(Entries from a point annotation set)
________________________
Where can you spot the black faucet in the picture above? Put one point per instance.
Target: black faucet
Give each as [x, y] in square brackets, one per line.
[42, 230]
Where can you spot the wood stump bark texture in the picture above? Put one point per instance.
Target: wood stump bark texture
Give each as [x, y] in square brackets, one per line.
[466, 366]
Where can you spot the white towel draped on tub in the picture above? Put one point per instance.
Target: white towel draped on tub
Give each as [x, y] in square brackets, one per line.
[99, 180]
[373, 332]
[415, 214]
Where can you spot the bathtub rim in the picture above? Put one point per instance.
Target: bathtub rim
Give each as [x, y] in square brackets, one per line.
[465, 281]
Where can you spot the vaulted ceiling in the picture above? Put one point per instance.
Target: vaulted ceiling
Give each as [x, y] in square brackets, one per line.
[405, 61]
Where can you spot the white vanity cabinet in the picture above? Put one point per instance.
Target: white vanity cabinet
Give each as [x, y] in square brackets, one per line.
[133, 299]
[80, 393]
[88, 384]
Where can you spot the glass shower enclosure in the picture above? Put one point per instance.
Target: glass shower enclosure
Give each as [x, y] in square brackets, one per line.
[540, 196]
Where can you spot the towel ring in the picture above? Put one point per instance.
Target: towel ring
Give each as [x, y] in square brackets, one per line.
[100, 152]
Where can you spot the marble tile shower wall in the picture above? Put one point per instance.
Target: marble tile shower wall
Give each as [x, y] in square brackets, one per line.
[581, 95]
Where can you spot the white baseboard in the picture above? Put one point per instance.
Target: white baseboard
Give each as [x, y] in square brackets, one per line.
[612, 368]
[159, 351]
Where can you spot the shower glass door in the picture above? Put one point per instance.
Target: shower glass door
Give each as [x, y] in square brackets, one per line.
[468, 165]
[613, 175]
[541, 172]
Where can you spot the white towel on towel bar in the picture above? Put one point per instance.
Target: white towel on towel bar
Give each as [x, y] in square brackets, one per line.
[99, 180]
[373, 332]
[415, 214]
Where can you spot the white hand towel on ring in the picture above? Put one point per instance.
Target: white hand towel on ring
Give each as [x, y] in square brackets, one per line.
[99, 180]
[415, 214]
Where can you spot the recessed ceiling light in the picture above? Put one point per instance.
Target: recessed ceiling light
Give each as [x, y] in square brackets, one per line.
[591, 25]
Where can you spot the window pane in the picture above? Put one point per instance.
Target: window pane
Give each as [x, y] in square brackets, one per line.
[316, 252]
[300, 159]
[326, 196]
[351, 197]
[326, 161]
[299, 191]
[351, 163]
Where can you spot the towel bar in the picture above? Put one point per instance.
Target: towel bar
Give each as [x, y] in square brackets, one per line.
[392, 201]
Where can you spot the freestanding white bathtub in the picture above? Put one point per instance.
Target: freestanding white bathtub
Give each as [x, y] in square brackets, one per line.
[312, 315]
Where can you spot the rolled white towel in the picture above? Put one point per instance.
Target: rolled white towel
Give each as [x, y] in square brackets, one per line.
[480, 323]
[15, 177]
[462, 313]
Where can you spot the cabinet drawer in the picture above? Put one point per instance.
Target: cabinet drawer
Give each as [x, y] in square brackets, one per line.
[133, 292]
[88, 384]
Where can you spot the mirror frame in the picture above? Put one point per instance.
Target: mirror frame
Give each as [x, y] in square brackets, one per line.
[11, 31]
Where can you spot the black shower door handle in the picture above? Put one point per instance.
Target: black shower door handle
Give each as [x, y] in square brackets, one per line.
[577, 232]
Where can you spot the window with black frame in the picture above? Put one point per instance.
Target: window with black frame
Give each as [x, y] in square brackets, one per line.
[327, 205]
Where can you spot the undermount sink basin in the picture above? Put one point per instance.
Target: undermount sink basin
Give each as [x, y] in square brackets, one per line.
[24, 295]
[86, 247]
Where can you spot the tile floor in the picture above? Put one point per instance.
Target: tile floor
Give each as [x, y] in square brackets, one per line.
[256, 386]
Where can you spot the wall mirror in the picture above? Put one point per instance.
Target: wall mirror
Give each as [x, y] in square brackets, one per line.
________________________
• [Problem to work on]:
The data above must be returned in full, exactly as written.

• [Finished exercise]:
Where can you spot the black faucet in the picture above? Put one point per instance.
Target: black faucet
Give each as [x, y] in square brackets, one per line.
[42, 230]
Where can you spot the wood stump bark texture in the picture above? Put one point per instance.
Target: wood stump bark texture
Give each as [x, y] in square brackets, one per line.
[466, 366]
Where can you spot the white towel draped on tub in the picture above? Put one point per instance.
Target: white towel draped on tub
Give each as [x, y] in square brackets, one per line.
[99, 180]
[373, 332]
[415, 214]
Where can you spot the bathtub rim in the picture above? Put one point per instance.
Target: bathtub rim
Give each as [x, y] in square brackets, one per line.
[465, 281]
Where can you spot the vaulted ceiling in the picture above? Put one point per instance.
Target: vaulted ceiling
Give each as [x, y] in square brackets, one per line.
[405, 61]
Where can you spot the white vanity cabinet in the picture above? Put one point per instance.
Target: white vanity cabinet
Give each as [x, y] in square brackets, one per line.
[133, 299]
[80, 393]
[88, 384]
Where can you spot the glass shower enclosure in the picture above? Put one point per instance.
Target: glass shower enclosure
Give each as [x, y] in square brackets, one per line.
[540, 196]
Where can you spot the towel ring in the picture above? Put one point per instance.
Target: towel ring
Give each as [x, y] in square brackets, one per line.
[100, 152]
Where can you spot the marble tile shower wall in the picture above? Put one point per instance.
Target: marble tile shower wall
Give each as [x, y] in square brackets, one per line.
[581, 95]
Where can you spot the white baseboard in the picture above? Put one point per instance.
Target: white baseboard
Give each as [x, y] in square brackets, one per line.
[612, 368]
[159, 351]
Where can you spot the shower glass door in the picture above? Put one point per instance.
Target: shower glass door
Give each as [x, y] in square brackets, one per line.
[468, 165]
[613, 175]
[541, 172]
Where can you spot the white towel on towel bar in the picture above? Put one point per instance.
Target: white towel on towel bar
Give each as [x, y] in square brackets, one per line.
[99, 180]
[373, 332]
[415, 214]
Where can you spot the white hand towel on ring in the picture above? Put one point per instance.
Target: white hand towel on ring
Give each as [x, y] in square brackets, one per line.
[99, 180]
[415, 214]
Where can you spot the recessed ceiling light in the picture above? Put one point per instance.
Target: recessed ceiling light
Give each as [x, y] in square brackets, one per line.
[591, 25]
Where can you spot the window pane in the picture above? Put one point per instance.
Target: window pane
Give each as [x, y] in square brackets, one per line.
[316, 252]
[300, 159]
[326, 196]
[351, 197]
[326, 161]
[299, 191]
[351, 163]
Where can you spot the towel bar in the picture above? Put one point per instance.
Target: towel bar
Give each as [x, y] in square brackets, one per line.
[392, 201]
Where can you spot the freestanding white bathtub in the picture above? Put one point per instance.
Target: freestanding white bathtub
Give each as [x, y] in square brackets, one per line.
[312, 315]
Where can you spot the rolled white towel in the picture above? Put one point per instance.
Target: rolled white towel
Give each as [x, y] in square brackets, one per line.
[480, 323]
[15, 177]
[462, 313]
Where can you spot the cabinet drawer in the picture above? Put one point per instance.
Target: cabinet drawer
Give each as [x, y] in square brackets, one per line.
[133, 292]
[88, 384]
Where can you spot the mirror frame in the picture above? Put one point per instance.
Target: mirror frame
Give each as [x, y] in square brackets, one per line.
[11, 31]
Where can you spot the black shower door handle in the picture above? Put one point per instance.
Target: black shower door handle
Give each as [x, y] in square brackets, one per line.
[577, 232]
Where can you spot the window with black frame in the picture above? Put one point per instance.
Target: window with black frame
Give each as [x, y] in square brackets, one per line.
[327, 205]
Where can you spot the undermount sink basin in the picture above? Put one point per instance.
Target: undermount sink basin
Give each as [x, y] in square brackets, one per line.
[24, 295]
[86, 247]
Where can you spot the tile floor in the picture above? Put one point per instance.
Target: tile floor
Give each as [x, y] in square brackets, one per line.
[256, 386]
Where can you spot the wall mirror in the picture above? Put one point per instance.
Target: wall mirror
Give each as [x, y] in square brackets, one per line.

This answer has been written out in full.